● Passage for review
·····

Leading the charge for sainfoin in global agriculture

By Tim Kalinowski

 

Agriculture and Agri-Food Canada forages scientist Surya Acharya has spent much of his professional career helping to establish sainfoin as a go-to variety for grazing in North America. His world-leading research has been recognized both in Canada and abroad, but Acharya says there is still much work to do to establish sainfoin in the broader marketplace.

“I am very excited for the future of this plant,” he says, “but I still haven’t yet convinced many scientists to work on it. That is big difference right now. With alfalfa their are hundreds of breeders all over the world, but with sainfoin I am the only one in North America who puts that much emphasis on it. That’s why we are behind— the crop is not as popular or widespread as it could be.”

Acharya says sainfoin tops alfalfa as a forage species in almost every category he has tested, with the added inducement of being bloat free.

“The interesting thing is over the years, because of our research, we have made sainfoin that will grow with alfalfa to make alfalfa pasture bloat free,” he explains. “If you can grow it together it will be completely bloat free. Nothing transfers from one plant to the other, but if the animals eat both of them at the same time then the condensed tannin (of the sainfoin) works for both.

·····

● Supplied material

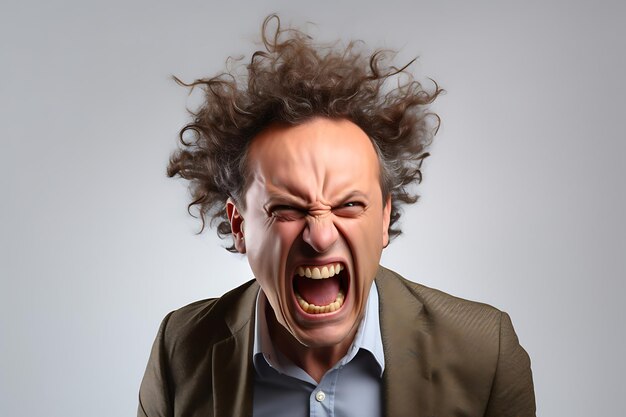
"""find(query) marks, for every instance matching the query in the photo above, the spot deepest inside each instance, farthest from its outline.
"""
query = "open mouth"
(322, 288)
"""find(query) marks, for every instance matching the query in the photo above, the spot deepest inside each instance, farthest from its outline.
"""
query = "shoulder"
(448, 322)
(210, 320)
(434, 301)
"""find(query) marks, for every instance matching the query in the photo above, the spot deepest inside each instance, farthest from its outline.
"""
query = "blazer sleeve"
(154, 393)
(512, 392)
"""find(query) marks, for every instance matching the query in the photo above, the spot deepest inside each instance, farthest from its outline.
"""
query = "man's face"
(314, 226)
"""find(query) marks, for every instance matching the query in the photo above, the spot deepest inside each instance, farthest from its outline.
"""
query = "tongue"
(320, 292)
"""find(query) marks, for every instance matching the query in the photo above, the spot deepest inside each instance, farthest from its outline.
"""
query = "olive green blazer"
(444, 357)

·····

● Complete the following
#1 List every proper name of a person, organization, or place that appears in the sainfoin article.
#2 Rewrite the paragraph of the sainfoin article that begins "Agriculture and Agri-Food Canada forages scientist" in one shorter sentence that keeps its main facts.
#3 Answer these questions from the sainfoin article, one answer per line:
(a) Who wrote the article?
(b) According to Acharya, how many alfalfa breeders are there around the world?
(c) What substance in sainfoin does Acharya say makes mixed alfalfa pasture bloat free?
The records are separate material and have no connection to the sainfoin article.

● Answers to the tasks
#1
Tim Kalinowski
Agriculture and Agri-Food Canada
Surya Acharya
Canada
North America

#2 Surya Acharya, a forages scientist at Agriculture and Agri-Food Canada, has spent much of his career working to make sainfoin a go-to grazing variety in North America, and although his research has been recognized in Canada and abroad, he says much work remains to establish sainfoin in the broader marketplace.

#3
(a) Tim Kalinowski
(b) Hundreds
(c) Condensed tannin